▸ **SHORT PROBLEM**: Please write out the stretch of the items below from their start through the line that contains "111], [129, 111]]", without any changes and with the pictures left out.

(Data listing)
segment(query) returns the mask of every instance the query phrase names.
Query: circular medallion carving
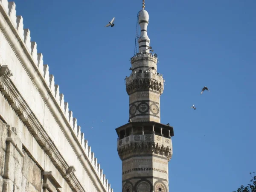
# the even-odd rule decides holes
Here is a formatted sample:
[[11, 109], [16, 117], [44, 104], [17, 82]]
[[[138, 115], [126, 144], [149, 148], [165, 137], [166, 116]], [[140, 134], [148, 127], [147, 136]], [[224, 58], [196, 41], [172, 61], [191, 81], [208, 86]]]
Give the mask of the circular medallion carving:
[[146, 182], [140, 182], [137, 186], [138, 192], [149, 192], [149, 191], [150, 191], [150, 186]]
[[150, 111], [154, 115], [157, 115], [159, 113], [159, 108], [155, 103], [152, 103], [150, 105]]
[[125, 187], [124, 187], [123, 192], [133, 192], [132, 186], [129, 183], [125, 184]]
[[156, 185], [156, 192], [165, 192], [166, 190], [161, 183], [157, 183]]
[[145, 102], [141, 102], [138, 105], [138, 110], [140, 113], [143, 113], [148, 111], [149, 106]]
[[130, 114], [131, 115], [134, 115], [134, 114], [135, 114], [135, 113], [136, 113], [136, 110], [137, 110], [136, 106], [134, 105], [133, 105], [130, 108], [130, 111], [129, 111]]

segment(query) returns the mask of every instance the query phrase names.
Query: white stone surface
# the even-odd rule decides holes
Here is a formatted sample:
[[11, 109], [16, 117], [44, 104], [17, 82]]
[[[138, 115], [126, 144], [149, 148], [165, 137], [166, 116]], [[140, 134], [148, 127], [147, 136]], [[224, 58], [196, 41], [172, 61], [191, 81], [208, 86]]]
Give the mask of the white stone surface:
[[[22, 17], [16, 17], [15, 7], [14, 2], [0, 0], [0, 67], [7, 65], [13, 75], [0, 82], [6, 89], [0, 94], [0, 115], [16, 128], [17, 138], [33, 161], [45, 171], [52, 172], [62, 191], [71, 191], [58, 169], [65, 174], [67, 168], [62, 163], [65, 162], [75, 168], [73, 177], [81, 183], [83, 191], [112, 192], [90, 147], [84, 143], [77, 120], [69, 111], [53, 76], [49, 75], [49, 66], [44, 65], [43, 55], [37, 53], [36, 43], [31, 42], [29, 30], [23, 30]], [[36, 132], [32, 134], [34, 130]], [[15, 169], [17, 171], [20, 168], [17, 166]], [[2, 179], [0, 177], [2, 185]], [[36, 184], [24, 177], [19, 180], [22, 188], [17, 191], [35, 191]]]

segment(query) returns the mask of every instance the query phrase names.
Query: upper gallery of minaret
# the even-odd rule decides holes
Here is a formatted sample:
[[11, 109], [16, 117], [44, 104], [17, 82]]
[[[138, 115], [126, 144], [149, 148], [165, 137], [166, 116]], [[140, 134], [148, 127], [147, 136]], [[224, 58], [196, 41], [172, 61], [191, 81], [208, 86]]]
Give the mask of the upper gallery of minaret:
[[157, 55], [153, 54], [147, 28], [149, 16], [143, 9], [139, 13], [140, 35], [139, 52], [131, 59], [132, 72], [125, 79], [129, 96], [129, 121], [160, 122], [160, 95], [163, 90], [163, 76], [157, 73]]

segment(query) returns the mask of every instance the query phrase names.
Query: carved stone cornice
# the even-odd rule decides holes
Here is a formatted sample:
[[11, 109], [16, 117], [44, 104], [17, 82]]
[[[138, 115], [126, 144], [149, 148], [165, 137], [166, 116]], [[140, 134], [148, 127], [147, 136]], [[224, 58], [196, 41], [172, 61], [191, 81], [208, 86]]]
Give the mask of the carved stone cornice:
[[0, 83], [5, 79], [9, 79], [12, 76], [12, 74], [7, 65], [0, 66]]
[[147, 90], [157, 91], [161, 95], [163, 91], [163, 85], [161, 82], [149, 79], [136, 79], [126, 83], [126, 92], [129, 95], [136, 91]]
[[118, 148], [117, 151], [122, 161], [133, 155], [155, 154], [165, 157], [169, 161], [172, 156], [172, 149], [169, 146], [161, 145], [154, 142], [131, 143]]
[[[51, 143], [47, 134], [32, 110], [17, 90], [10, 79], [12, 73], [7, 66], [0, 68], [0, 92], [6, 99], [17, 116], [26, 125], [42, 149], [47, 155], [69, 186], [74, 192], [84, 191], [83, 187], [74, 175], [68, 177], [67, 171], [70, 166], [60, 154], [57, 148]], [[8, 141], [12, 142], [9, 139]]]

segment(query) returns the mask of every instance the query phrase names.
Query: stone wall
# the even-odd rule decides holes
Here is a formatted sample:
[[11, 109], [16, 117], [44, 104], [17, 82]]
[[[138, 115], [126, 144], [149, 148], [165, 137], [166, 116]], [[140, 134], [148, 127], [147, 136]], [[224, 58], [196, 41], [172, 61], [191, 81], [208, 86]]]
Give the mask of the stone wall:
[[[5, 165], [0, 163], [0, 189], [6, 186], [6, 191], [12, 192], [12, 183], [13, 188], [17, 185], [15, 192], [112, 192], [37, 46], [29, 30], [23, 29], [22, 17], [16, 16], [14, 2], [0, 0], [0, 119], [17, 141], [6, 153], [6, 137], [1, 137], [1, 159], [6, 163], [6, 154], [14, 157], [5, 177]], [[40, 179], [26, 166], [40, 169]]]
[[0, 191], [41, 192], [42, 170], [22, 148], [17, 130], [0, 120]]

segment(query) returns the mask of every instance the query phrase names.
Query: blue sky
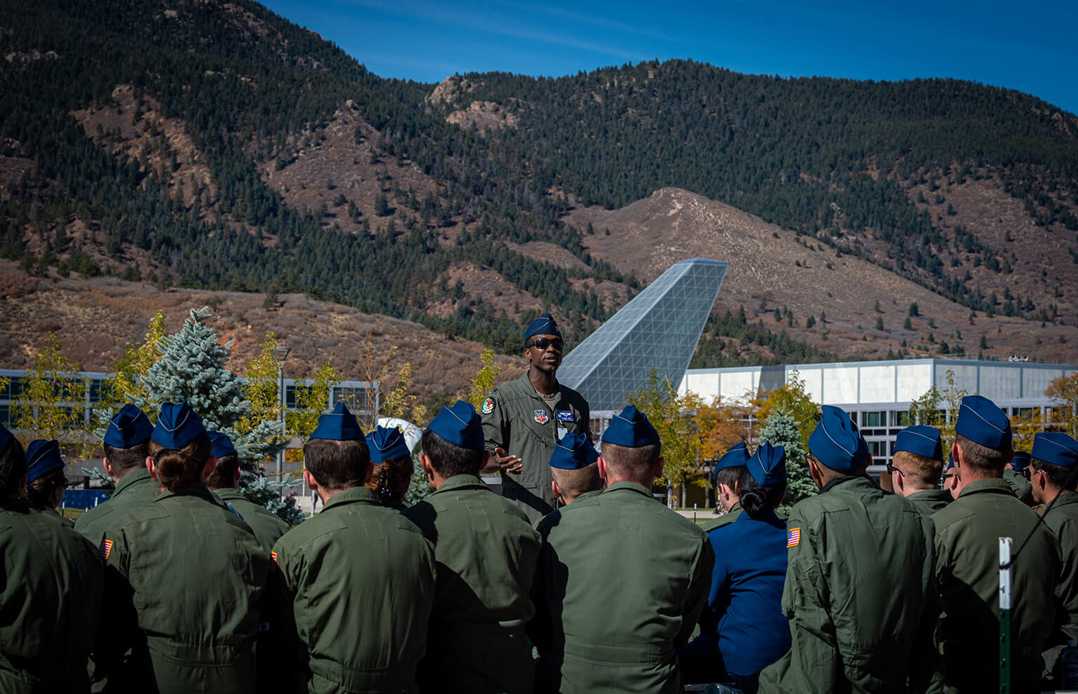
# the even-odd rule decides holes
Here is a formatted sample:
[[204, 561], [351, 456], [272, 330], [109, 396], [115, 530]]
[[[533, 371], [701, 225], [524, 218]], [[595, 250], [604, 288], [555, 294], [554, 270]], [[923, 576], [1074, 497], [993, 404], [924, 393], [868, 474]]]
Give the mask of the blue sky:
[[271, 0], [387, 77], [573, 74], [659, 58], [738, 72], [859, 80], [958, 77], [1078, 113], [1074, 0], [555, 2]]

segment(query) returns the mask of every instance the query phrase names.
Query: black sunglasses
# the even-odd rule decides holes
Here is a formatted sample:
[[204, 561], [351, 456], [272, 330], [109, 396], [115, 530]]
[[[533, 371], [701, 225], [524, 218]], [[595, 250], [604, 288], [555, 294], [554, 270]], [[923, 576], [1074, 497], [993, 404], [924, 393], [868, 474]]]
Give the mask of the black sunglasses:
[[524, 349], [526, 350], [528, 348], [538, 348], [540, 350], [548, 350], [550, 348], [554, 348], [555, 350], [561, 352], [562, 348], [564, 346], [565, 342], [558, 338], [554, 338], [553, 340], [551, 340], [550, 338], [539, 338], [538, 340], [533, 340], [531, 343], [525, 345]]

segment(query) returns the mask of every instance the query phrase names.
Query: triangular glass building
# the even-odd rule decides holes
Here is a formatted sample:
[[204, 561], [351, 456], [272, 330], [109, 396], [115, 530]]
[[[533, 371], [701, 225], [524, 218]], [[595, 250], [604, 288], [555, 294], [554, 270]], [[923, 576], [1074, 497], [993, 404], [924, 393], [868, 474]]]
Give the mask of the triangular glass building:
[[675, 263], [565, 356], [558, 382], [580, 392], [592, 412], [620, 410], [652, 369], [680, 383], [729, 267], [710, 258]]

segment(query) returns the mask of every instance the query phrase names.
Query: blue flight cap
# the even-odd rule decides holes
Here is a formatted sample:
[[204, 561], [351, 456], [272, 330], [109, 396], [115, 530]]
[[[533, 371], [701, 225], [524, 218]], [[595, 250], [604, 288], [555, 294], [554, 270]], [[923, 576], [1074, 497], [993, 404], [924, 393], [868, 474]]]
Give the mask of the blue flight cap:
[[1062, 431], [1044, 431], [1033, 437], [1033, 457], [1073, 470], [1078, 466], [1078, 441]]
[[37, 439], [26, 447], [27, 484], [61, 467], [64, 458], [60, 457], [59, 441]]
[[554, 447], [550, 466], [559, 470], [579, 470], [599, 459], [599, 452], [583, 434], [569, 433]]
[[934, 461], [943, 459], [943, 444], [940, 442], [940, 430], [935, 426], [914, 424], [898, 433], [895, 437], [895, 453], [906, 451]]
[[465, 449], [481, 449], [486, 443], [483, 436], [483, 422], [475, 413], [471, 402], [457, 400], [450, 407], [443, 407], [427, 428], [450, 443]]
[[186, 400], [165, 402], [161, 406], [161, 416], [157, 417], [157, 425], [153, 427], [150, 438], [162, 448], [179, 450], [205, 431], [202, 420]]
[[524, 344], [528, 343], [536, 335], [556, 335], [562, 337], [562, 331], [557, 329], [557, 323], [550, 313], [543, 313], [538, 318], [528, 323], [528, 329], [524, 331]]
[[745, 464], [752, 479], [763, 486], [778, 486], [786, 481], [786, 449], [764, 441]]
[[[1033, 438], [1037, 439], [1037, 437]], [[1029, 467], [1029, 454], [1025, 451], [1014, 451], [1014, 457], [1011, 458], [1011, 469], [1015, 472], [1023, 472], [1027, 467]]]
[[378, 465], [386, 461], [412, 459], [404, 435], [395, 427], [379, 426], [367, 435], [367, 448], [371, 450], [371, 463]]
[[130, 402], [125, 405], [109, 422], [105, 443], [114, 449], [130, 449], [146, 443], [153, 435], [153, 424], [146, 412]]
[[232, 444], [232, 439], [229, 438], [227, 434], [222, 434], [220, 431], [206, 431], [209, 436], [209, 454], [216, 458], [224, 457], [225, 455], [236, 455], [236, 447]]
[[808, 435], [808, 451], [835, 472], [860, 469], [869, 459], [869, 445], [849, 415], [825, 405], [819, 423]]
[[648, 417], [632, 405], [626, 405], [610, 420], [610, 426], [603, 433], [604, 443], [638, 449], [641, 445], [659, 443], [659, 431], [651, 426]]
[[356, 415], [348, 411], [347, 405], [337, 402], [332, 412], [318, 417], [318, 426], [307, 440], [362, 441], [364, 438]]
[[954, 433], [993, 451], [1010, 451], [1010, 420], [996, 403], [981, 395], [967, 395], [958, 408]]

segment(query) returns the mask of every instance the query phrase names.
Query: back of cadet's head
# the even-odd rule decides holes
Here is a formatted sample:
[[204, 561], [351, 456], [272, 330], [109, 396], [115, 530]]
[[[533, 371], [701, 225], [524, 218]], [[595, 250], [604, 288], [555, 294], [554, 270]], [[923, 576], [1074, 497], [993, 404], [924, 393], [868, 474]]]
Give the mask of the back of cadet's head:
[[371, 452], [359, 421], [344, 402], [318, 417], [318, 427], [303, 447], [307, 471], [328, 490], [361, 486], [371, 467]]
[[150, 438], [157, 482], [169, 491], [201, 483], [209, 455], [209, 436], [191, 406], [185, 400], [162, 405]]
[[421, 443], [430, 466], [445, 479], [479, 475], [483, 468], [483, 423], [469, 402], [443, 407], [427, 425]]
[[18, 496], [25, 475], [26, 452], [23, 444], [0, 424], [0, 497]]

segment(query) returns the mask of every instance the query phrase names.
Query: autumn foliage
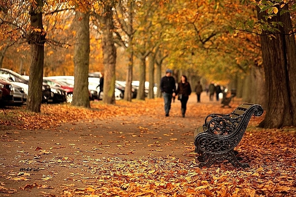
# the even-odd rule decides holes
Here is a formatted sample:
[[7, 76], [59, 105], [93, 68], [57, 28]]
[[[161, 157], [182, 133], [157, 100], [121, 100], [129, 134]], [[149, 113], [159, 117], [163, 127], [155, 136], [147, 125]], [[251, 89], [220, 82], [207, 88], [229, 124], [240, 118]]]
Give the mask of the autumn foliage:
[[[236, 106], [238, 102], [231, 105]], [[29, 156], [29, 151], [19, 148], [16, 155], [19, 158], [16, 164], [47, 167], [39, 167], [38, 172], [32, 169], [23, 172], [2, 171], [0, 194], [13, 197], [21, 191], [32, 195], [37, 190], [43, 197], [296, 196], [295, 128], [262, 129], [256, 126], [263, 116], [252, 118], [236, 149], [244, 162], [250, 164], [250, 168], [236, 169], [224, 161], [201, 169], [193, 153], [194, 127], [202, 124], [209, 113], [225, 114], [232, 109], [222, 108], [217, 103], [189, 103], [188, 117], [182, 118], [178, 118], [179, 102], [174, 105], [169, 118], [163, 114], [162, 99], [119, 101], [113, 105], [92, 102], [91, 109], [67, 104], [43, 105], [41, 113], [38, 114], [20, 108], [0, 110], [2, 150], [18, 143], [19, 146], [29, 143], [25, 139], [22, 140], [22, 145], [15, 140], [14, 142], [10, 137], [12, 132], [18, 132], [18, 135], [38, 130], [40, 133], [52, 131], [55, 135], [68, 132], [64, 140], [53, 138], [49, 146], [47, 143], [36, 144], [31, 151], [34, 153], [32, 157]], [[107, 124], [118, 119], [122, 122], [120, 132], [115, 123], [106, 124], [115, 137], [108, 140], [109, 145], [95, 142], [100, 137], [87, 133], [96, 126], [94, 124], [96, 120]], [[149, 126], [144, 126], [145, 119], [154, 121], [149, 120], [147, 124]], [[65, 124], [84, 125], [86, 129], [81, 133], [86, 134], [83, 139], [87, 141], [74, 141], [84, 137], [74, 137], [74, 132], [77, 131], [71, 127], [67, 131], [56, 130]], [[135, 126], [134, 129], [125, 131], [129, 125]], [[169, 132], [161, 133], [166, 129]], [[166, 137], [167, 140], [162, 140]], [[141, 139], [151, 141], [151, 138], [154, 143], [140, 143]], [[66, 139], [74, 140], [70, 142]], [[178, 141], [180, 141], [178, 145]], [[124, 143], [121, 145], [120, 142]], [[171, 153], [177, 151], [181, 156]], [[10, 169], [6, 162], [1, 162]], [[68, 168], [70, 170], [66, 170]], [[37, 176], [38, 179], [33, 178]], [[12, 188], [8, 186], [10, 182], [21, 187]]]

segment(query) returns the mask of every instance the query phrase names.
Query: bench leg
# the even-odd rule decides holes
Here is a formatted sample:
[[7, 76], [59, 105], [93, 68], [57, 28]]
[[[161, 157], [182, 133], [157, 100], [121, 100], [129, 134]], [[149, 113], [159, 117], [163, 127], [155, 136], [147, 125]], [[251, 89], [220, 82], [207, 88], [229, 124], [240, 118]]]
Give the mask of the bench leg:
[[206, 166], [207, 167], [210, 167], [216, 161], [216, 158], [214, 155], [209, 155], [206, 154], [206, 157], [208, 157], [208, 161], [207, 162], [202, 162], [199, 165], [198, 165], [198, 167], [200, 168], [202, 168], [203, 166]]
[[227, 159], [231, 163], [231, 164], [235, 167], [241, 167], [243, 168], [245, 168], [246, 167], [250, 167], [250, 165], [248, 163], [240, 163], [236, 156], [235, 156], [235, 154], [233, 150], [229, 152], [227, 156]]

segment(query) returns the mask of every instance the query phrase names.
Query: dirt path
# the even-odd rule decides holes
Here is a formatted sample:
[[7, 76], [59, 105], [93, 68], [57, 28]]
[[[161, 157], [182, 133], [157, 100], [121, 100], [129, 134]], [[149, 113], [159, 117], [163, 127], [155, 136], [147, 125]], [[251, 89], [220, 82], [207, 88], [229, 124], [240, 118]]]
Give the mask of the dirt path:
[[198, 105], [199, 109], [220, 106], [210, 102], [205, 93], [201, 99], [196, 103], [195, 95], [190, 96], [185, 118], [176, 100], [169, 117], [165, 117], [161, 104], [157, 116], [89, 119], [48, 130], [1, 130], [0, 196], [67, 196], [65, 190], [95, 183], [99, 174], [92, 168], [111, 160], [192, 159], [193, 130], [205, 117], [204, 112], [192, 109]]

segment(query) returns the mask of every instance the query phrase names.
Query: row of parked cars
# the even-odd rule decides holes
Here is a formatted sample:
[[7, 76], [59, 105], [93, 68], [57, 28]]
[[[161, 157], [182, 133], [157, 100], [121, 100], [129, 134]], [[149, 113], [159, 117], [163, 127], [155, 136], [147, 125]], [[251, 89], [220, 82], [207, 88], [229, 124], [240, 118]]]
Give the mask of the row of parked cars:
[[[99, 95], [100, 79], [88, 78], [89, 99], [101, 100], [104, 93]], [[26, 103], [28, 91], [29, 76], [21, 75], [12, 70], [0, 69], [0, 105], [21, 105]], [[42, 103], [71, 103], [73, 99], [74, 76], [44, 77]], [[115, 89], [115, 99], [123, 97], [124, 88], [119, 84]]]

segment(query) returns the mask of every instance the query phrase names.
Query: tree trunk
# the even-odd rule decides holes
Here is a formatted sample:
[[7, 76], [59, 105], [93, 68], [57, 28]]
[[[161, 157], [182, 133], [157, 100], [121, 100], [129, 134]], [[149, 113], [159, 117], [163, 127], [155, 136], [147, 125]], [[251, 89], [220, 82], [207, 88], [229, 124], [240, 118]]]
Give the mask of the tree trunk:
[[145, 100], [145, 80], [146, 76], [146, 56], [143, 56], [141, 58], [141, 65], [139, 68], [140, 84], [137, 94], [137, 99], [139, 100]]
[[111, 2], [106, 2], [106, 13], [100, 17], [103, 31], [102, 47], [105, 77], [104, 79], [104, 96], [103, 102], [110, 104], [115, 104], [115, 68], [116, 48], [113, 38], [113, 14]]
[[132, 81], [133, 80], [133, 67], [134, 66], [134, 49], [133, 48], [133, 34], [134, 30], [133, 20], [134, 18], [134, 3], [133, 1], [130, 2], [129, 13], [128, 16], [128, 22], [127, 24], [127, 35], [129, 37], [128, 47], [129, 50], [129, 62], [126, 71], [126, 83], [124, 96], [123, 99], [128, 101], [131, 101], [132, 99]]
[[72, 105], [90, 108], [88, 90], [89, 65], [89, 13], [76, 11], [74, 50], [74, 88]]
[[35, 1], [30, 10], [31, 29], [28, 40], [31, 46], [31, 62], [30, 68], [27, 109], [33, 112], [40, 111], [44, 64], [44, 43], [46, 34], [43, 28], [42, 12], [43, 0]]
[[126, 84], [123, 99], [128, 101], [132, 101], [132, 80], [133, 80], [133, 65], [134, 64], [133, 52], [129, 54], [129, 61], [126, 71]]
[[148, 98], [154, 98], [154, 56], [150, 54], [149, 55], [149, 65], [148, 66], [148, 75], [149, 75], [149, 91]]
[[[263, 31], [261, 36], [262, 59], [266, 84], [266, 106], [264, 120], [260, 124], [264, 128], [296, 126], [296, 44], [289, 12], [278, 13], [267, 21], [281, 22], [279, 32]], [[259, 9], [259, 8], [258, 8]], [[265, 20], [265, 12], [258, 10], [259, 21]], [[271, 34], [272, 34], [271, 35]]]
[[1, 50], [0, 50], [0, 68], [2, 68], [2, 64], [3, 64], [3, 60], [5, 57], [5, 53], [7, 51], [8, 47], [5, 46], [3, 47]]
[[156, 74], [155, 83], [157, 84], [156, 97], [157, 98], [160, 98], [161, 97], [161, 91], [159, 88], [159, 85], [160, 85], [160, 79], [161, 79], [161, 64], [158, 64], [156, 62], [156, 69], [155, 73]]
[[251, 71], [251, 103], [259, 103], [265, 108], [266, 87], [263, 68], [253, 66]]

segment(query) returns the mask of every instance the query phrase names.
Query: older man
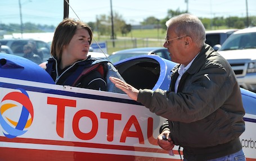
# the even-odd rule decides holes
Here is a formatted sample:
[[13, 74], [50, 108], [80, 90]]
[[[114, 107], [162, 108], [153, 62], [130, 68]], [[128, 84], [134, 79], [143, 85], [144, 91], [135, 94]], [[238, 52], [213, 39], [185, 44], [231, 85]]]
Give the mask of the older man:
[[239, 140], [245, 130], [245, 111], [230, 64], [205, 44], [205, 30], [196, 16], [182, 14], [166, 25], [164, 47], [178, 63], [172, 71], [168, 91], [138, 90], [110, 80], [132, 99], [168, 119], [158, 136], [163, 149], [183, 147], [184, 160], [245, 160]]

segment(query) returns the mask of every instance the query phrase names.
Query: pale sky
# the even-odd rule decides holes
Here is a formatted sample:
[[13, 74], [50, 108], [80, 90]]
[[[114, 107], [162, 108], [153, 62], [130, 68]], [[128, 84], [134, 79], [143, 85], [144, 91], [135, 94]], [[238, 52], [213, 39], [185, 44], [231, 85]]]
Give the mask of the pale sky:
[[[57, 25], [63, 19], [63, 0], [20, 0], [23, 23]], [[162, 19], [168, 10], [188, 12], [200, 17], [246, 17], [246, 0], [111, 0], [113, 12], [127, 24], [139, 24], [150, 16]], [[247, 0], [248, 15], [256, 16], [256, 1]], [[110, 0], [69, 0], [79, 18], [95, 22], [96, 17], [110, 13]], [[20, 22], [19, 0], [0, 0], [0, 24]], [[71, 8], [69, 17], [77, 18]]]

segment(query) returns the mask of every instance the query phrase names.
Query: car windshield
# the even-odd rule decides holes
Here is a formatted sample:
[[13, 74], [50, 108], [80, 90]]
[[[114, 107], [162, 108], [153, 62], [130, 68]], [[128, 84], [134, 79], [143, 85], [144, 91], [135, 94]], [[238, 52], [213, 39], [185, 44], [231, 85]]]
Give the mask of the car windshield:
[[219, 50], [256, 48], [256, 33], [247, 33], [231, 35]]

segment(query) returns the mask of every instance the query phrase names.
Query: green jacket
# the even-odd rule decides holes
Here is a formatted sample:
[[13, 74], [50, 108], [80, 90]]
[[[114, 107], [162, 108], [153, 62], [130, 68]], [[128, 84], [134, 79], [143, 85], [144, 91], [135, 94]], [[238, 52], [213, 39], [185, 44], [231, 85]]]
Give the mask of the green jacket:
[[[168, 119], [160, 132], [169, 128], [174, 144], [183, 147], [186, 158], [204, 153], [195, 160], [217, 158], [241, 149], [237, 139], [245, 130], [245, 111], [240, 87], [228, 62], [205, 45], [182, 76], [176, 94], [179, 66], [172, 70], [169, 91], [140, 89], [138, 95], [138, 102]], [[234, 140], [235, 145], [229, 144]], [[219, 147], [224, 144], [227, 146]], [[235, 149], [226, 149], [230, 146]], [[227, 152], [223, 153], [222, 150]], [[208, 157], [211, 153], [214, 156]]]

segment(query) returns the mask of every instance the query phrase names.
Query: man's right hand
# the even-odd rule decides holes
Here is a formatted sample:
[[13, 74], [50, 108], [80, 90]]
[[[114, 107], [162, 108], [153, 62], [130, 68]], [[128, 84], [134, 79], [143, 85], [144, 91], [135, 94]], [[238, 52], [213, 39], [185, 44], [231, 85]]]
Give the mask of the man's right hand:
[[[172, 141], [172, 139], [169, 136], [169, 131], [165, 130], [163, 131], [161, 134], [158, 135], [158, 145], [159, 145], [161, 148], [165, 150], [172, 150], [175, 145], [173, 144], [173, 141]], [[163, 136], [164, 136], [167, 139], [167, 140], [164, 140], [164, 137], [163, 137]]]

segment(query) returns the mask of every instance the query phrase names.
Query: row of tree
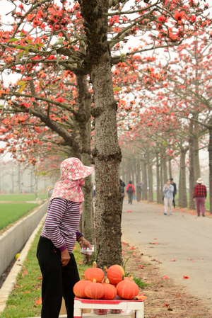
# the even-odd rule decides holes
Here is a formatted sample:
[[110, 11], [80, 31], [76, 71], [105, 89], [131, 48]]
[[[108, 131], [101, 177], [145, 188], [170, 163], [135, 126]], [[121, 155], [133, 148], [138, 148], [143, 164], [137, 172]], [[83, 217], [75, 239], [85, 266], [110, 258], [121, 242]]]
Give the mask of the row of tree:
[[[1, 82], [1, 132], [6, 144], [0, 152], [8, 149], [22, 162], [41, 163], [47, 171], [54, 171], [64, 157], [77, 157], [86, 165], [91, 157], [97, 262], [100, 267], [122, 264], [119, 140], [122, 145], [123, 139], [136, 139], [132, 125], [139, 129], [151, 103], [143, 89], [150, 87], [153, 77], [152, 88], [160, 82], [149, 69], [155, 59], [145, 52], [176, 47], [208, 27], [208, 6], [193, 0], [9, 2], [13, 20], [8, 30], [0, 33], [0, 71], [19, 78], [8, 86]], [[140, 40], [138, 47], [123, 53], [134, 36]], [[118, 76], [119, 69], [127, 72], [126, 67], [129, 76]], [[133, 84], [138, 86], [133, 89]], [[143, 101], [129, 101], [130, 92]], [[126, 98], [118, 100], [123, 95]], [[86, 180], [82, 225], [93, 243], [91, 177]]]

▸ **THE COMPLETED TASK**:
segment(query) returns the mask of every instance the query phrase names.
Query: circular medallion carving
# the even-odd rule decides holes
Here is a formatted sample:
[[11, 109], [16, 117], [44, 104], [17, 82]]
[[[138, 115], [126, 144], [149, 148], [165, 137], [166, 116]], [[140, 134], [148, 127], [147, 136]], [[224, 58], [196, 41], [172, 61], [191, 81], [208, 86]]]
Give the mask of the circular medallion carving:
[[146, 182], [140, 182], [137, 186], [138, 192], [149, 192], [149, 191], [150, 191], [150, 186]]
[[150, 111], [154, 115], [157, 115], [159, 113], [159, 108], [155, 103], [152, 103], [150, 105]]
[[125, 187], [124, 187], [123, 192], [133, 192], [132, 186], [129, 183], [125, 184]]
[[156, 185], [156, 192], [165, 192], [166, 190], [161, 183], [157, 183]]
[[145, 102], [141, 102], [138, 105], [138, 110], [140, 113], [143, 113], [148, 111], [149, 106]]
[[130, 114], [131, 115], [134, 115], [134, 114], [135, 114], [135, 113], [136, 113], [136, 110], [137, 110], [136, 106], [134, 105], [133, 105], [130, 108], [130, 111], [129, 111]]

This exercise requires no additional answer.